#### Problem details
Rewrite every line of the records below as a numbered list, leaving out any blank lines.

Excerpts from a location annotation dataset
* * * * * * *
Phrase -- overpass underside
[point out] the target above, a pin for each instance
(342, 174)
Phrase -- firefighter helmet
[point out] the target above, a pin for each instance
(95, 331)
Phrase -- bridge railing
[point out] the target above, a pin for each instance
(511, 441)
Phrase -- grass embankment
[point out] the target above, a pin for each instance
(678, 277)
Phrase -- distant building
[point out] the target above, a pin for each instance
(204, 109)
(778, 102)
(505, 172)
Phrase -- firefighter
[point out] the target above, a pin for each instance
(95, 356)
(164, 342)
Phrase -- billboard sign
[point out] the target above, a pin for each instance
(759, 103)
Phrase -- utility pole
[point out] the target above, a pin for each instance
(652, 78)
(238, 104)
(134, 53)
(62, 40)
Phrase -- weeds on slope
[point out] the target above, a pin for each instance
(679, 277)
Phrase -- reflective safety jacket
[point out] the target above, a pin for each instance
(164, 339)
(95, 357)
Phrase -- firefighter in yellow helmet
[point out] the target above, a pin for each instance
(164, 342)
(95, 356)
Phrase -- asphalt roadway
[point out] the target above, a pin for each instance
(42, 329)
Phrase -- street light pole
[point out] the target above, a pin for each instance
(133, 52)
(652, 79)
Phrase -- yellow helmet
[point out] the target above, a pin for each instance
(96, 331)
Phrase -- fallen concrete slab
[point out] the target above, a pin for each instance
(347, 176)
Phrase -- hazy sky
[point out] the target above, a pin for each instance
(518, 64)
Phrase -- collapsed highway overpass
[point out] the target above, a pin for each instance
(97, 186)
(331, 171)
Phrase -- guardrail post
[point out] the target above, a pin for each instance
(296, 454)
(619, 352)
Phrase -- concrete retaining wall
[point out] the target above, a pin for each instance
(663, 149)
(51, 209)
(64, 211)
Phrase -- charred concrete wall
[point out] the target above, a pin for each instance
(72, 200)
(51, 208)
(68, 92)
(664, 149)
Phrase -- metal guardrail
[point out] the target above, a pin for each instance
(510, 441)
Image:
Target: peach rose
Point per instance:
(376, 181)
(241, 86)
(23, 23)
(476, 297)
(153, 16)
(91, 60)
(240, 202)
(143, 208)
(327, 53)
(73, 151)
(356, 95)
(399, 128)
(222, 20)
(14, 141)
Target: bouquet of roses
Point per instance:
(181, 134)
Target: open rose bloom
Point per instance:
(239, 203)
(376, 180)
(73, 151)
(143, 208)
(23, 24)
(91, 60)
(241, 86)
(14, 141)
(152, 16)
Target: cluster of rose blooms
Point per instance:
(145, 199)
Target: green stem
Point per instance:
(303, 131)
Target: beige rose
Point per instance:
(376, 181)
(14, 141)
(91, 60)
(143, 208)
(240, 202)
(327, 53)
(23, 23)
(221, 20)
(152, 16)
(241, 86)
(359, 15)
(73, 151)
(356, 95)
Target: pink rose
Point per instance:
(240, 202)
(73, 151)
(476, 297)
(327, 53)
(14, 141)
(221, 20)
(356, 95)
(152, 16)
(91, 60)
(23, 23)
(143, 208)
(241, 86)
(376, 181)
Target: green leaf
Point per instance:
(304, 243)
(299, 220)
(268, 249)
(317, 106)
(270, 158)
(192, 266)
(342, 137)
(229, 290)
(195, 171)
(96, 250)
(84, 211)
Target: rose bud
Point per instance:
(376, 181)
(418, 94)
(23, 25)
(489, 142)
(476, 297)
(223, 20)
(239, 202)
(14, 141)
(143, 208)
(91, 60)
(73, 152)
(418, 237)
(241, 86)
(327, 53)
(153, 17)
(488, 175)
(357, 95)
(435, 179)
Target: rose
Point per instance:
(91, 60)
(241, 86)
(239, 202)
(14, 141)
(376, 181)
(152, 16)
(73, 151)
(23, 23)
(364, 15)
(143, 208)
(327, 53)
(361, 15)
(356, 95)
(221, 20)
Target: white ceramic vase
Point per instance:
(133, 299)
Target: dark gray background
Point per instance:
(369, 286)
* * * * * * *
#### Written solution
1. Phrase -- overpass underside
2. [point out] the target above, a pin for each instance
3. (342, 174)
4. Phrase -- firefighter helmet
5. [point out] the target above, a pin for each instance
6. (95, 331)
7. Phrase -- bridge railing
8. [point out] the target above, a pin for each instance
9. (511, 441)
10. Phrase -- grass embankment
11. [point out] the target above, a pin for each instance
12. (678, 277)
13. Phrase -- distant building
14. [point out] the target above, a pin for each instance
15. (204, 109)
16. (778, 102)
17. (505, 172)
18. Phrase -- firefighter
19. [point out] the target above, a pin for each instance
20. (95, 356)
21. (164, 342)
22. Phrase -- billboard sign
23. [point out] the target above, a pin for each instance
24. (759, 103)
25. Phrase -- utility pole
26. [point out] the target above, a pin for each instance
27. (652, 78)
28. (238, 104)
29. (134, 53)
30. (62, 40)
31. Phrase -- weeds on slope
32. [point out] the target above, a pin for each instance
33. (679, 277)
34. Phrase -- reflective safety jacket
35. [point out] the target above, a pin for each instance
36. (164, 339)
37. (95, 357)
38. Phrase -- firefighter in yellow helmet
39. [point out] the target above, a pin for each instance
40. (164, 342)
41. (95, 356)
42. Phrase -- asphalt roadway
43. [point out] the target above, a pin for each instance
44. (42, 329)
45. Phrase -- street light pole
46. [point out] the target above, a pin for each instance
47. (133, 52)
48. (652, 79)
49. Phrase -- yellow helmet
50. [point out] the target above, a pin for each instance
51. (96, 331)
52. Phrase -- fallen concrete slab
53. [point out] the target above, a pin for each instance
54. (347, 176)
55. Phrase -- hazy sky
56. [point out] the target above, a pin for each instance
57. (518, 64)
58. Phrase -- collapsed highway overpass
59. [point out] the target above, a pin for each instance
60. (97, 186)
61. (331, 171)
62. Phrase -- guardrail post
63. [point out] the target above, a pin for each instance
64. (296, 454)
65. (619, 352)
66. Phrase -- concrete retaining wall
67. [point out] the target above, a pin for each instance
68. (663, 149)
69. (51, 209)
70. (64, 211)
71. Phrase -- charred concrete wall
72. [point out] the target above, a pin for each instance
73. (72, 200)
74. (51, 208)
75. (68, 92)
76. (664, 149)
77. Phrase -- metal guardrail
78. [point out] the target above, a pin for each instance
79. (510, 441)
80. Image:
81. Target: peach rose
82. Point per instance:
83. (376, 181)
84. (241, 86)
85. (23, 23)
86. (476, 297)
87. (153, 16)
88. (91, 60)
89. (240, 202)
90. (143, 208)
91. (327, 53)
92. (73, 151)
93. (356, 95)
94. (399, 128)
95. (222, 20)
96. (14, 141)
97. Target: bouquet of roses
98. Point per instance:
99. (181, 134)
100. Target: open rose bloom
101. Point per instance:
102. (239, 203)
103. (376, 180)
104. (73, 151)
105. (143, 208)
106. (23, 24)
107. (91, 60)
108. (241, 86)
109. (14, 141)
110. (152, 16)
111. Target: cluster of rose blooms
112. Point per instance:
113. (145, 199)
114. Target: green stem
115. Point per instance:
116. (303, 131)
117. Target: beige rose
118. Point per instance:
119. (376, 181)
120. (14, 141)
121. (91, 60)
122. (143, 208)
123. (240, 202)
124. (327, 53)
125. (23, 23)
126. (221, 20)
127. (152, 16)
128. (241, 86)
129. (359, 15)
130. (73, 151)
131. (356, 95)
132. Target: pink rose
133. Point per instance:
134. (240, 202)
135. (73, 151)
136. (476, 297)
137. (327, 53)
138. (14, 141)
139. (221, 20)
140. (356, 95)
141. (152, 16)
142. (91, 60)
143. (23, 23)
144. (143, 208)
145. (241, 86)
146. (376, 181)
147. Target: green leaf
148. Point per instance:
149. (304, 243)
150. (299, 220)
151. (268, 249)
152. (317, 106)
153. (270, 158)
154. (192, 266)
155. (342, 137)
156. (229, 290)
157. (195, 171)
158. (96, 250)
159. (84, 211)
160. Target: rose bud
161. Point per instance:
162. (376, 181)
163. (418, 94)
164. (23, 25)
165. (489, 142)
166. (476, 297)
167. (223, 20)
168. (239, 202)
169. (14, 141)
170. (143, 208)
171. (91, 60)
172. (73, 152)
173. (418, 237)
174. (241, 86)
175. (327, 53)
176. (153, 17)
177. (488, 175)
178. (357, 95)
179. (435, 179)
180. Target: rose
181. Point per instance:
182. (91, 60)
183. (241, 86)
184. (239, 202)
185. (14, 141)
186. (376, 181)
187. (152, 16)
188. (73, 151)
189. (23, 23)
190. (364, 15)
191. (143, 208)
192. (327, 53)
193. (361, 15)
194. (356, 95)
195. (221, 20)
196. Target: white ceramic vase
197. Point per instance:
198. (133, 299)
199. Target: dark gray background
200. Point per instance:
201. (369, 286)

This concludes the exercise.